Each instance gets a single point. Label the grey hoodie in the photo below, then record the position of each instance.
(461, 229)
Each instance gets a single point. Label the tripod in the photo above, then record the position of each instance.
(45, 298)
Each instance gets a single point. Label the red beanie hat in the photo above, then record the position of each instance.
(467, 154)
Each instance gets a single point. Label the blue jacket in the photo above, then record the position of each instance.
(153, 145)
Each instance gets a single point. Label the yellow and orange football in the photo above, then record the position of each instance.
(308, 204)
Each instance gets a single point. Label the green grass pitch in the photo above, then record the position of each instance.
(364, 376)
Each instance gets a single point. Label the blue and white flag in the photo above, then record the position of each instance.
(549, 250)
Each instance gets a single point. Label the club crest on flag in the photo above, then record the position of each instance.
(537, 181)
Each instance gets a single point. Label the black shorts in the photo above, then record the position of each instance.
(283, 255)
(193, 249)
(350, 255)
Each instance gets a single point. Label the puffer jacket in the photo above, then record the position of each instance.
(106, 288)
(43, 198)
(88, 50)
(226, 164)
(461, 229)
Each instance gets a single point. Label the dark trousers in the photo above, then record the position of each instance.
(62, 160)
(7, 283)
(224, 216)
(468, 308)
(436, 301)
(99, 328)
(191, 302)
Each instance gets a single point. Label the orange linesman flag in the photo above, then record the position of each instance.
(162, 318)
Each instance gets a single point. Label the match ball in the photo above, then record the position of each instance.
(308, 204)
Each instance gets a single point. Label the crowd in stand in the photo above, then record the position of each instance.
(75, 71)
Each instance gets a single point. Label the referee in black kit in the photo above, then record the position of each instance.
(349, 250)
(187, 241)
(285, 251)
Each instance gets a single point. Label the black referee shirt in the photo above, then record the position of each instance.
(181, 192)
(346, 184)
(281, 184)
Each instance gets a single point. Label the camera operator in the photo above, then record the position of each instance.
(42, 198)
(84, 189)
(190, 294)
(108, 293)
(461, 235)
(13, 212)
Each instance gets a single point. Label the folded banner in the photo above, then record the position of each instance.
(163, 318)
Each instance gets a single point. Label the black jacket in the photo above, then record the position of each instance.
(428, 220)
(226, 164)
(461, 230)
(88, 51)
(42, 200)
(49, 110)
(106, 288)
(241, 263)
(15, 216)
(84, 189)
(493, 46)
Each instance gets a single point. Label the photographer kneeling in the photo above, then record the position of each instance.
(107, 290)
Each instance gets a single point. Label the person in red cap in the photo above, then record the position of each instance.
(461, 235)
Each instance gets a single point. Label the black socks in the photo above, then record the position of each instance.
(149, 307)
- - -
Instructions to follow:
Starting with the line that contains "Each instance gets a single point. Label the orange", output every line through the end of the listing above, unchanged.

Answer in full:
Each instance gets a single point. Label the orange linesman flag in the photo above, then record the position of each instance.
(162, 318)
Each instance gets a single point. Label the match ball in the photo above, then record the position of each instance.
(308, 204)
Each instance gets a single point. Label the crowd in stand in the photo above, then record the position of each instance.
(75, 71)
Each instance gets a single point. Label the referee in black kit in the photo above, then record the position of each instance.
(349, 250)
(187, 241)
(285, 251)
Each instance gets a single point. Label the black referee shirt in the photo above, then record the position of each instance.
(181, 192)
(346, 184)
(281, 184)
Each instance gets a single point. Label the camera operator in the photo above, then record the position of each instance.
(42, 198)
(84, 189)
(190, 294)
(108, 293)
(461, 235)
(13, 212)
Each instance gets a single point. Label the folded banner in the photo above, then record the position of each instance.
(163, 318)
Each instance gets a single point. Label the black jacket in the photo above, then record the position of each instance.
(428, 220)
(226, 164)
(461, 230)
(88, 51)
(42, 200)
(49, 110)
(106, 288)
(241, 263)
(15, 216)
(84, 189)
(493, 46)
Each instance gets a single point. Label the photographer kneeling in the photo above, then record the position of each instance.
(107, 290)
Each instance gets a single point. Label the person in red cap in the photo above, then record the position of each instance.
(461, 235)
Each instance gets a single point. Label the black socks in the photo above, then record the position of each instance.
(149, 307)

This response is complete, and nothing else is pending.